## PROBLEM SET
**A.** Say whether each statement below agrees with the COVID-19 challenges text. Answer each with yes or no and quote the deciding words of the text.
(i) The United Kingdom's National Health System invited retired health workers to help with the outbreak.
(ii) Most countries in the world have enough COVID-19 testing kits.
(iii) A vaccine against COVID-19 already exists.
**B.** According to the COVID-19 challenges text, why did many countries open temporary field hospitals or use places such as churches, mosques and exhibition spaces for COVID-19 patients, and why was this justified early in the outbreak? Answer in one to three sentences.
**C.** Resume the COVID-19 challenges text after its final sentence and continue it.

## TEXT UNDER STUDY
--
Box 1: Common global challenges related to the COVID-19 outbreak

Health and care delivery systems
  • Shortage of PPE, health and care staff, respirators and space for COVID-19 patients
  • Not enough diagnostic testing for COVID-19 and early detection of disease
  • Understaffed and unprepared (public) health and care systems


Communities
  • Challenge of social distancing, isolation and safety nets
  • Challenge of access to proper hygiene measures (clean water, soap and disinfectants)
  • Shortage of face masks for general population
  • Challenge of tracing contacts and quarantine
  • Mental health, social stigma considerations and domestic violence


States
  • Delay in critical preparedness, readiness and response action
  • Economic impact of COVID-19 outbreak
  • Conflicting messages on COVID-19 outbreak
  • Challenges for humanitarian operations, camps and other fragile settings


Health and Care Delivery Systems

Common challenges encountered by health and care delivery systems around the world include a shortage of personal protective equipment (PPE) to protect health and care workers, insufficient number of health staff and respirators, understaffed and unprepared (public) health systems and lack of space in health facilities to accommodate the rising number of COVID-19 patients (see Box 1). Countries have put in place different measures in order to overcome these challenges. There has been an increase in production of PPE and respirators (European Commission, 2020) and also an increase in their donations (CNBC, 2020). The United Kingdom’s (UK) National Health System (NHS) decided to invite retired health workers to assist with the outbreak in UK (Personnel Today, 2020). Chinese, Russian and Cuban health staff went to assist Bergamo, the most affected town in Italy (National Public Radio, 2020a). Germany treated patients from Italy suffering from COVID-19 in German hospitals. In spite of all the difficulties in containing the outbreak at the beginning, there were also a considerable number of good initiatives that showed solidarity within and among different countries. Countries and people should continue to work together in fighting COVID-19 outbreak in the future.

Many countries opened additional temporary field hospitals or arranged spaces in different facilities such as churches, mosques and exhibition places to accommodate COVID-19 patients to release pressure on health facilities. This was definitely justified especially at the beginning of the outbreak because nobody was sure how many people would be affected by the virus and in need of isolation and/or treatment. Diagnostic testing for COVID-19 became crucial for the early detection of disease and tracing contacts in order to isolate them and prevent the spread of the disease. However, there is still a lack of widespread, systematic testing in most countries, which is also the main source in discrepancies of death rates internationally (BBC, 2020). Most of the countries in the world do not have enough COVID-19 testing kits and are trying to increase their production or import them. Legislation, action and more funding to improve (public) healthcare system are urgently needed. Similar to many previous emergencies, the outbreak of COVID-19 is providing a good opportunity to apply the principles of “building back better” and “from crisis to opportunity” to (public) health systems around the world. A vaccine against COVID-19 still does not exist, and it looks it might be widely available only next year. There are clinical trials to find a vaccine in various countries at the moment, and there are also many trials on different treatments for the coronavirus disease.
--
## MATERIAL PROVIDED
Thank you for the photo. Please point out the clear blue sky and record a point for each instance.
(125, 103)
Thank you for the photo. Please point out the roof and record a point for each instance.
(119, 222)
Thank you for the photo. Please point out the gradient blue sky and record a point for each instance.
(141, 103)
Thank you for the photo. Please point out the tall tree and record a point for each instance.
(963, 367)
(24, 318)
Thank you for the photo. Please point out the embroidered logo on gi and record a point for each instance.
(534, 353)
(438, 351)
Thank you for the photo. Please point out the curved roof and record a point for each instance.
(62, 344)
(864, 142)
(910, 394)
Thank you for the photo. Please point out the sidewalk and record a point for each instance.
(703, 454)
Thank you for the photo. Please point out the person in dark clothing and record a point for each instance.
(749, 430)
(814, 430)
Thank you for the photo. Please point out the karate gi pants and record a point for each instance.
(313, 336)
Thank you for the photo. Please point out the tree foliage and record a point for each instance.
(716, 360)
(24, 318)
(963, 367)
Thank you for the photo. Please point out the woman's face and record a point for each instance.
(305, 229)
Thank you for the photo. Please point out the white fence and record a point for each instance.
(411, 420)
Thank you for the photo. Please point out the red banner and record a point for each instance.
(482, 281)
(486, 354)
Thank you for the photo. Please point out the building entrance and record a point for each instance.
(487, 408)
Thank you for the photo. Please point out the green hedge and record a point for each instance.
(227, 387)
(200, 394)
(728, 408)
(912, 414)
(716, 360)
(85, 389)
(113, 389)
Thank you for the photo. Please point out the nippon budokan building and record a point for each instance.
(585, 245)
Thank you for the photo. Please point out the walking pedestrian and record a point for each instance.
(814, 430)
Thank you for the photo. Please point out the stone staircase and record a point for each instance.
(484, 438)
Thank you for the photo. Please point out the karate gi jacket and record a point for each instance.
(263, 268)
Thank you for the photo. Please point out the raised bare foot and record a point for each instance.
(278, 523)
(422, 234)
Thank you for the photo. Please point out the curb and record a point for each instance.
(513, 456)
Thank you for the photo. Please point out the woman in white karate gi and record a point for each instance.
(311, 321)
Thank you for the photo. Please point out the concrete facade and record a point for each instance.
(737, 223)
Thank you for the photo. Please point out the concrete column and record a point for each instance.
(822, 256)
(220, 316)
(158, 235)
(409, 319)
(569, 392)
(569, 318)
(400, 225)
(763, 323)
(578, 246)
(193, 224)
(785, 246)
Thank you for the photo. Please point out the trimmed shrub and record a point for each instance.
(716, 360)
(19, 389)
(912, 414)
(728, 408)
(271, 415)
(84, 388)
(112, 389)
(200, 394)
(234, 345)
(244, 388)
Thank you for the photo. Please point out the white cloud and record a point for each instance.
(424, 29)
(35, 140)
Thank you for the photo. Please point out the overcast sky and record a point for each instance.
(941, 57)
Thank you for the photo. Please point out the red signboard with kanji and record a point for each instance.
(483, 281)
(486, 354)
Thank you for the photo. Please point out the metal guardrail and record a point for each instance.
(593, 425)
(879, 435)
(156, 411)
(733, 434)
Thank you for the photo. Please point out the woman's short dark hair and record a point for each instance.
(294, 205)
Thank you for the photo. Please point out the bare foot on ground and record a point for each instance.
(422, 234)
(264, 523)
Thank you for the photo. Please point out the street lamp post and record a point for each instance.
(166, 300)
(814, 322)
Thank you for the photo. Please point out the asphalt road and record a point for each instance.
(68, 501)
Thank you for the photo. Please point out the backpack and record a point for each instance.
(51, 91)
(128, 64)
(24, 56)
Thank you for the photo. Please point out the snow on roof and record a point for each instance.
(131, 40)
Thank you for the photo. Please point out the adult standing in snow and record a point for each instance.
--
## ANSWERS BY ITEM
**A.**
(i) Yes: "The United Kingdom’s (UK) National Health System (NHS) decided to invite retired health workers to assist with the outbreak in UK"
(ii) No: "Most of the countries in the world do not have enough COVID-19 testing kits"
(iii) No: "A vaccine against COVID-19 still does not exist"

**B.** They did this to release pressure on health facilities. It was justified especially at the beginning of the outbreak because nobody was sure how many people would be affected by the virus and would need isolation or treatment.

**C.**
Communities

Ensuring social distancing, isolation measures (quarantine) and broader ‘safety nets’ for communities are common challenges around the world. They are challenges for every community, but especially for crowded towns/cities and slums in low- and middle-income countries in Africa and Asia, where social distancing is virtually impossible and where many daily labourers have to go out and earn their daily wages in order to survive (National Public Radio, 2020b). For example, the government in Bangladesh had to re-open textile factories because widespread unemployment became critical for the political situation in the country. Many communities in developing countries do not have safety nets other than assistance from their families. In many communities in both developing and developed countries, volunteers have been delivering food to older people, to those in poverty and to those without homes. Shortages of facemasks for the general population are still a challenge in many communities though their production and donations have increased lately. Longer term isolation has a negative impact on mental health on many people causing additional stress, anxiety, depression, suicidal behaviour and domestic violence. Additionally, stigma is attached to people suffering from the coronavirus disease (World Health Organization, 2020a). Even health workers who fall ill by helping others are stigmatised and avoided by other community members. Similar to the epidemic of Ebola in West Africa in 2014–2016, people who have died from the coronavirus disease have also been stigmatised and in some countries they cannot even be properly buried, such as in Iraq. The best way to overcome these challenges is in the education of communities on COVID-19 and in providing mental health assistance to those who suffer from stress-related and other mental health issues. The increase in domestic violence due to isolation should be addressed through prompt interventions by local authorities.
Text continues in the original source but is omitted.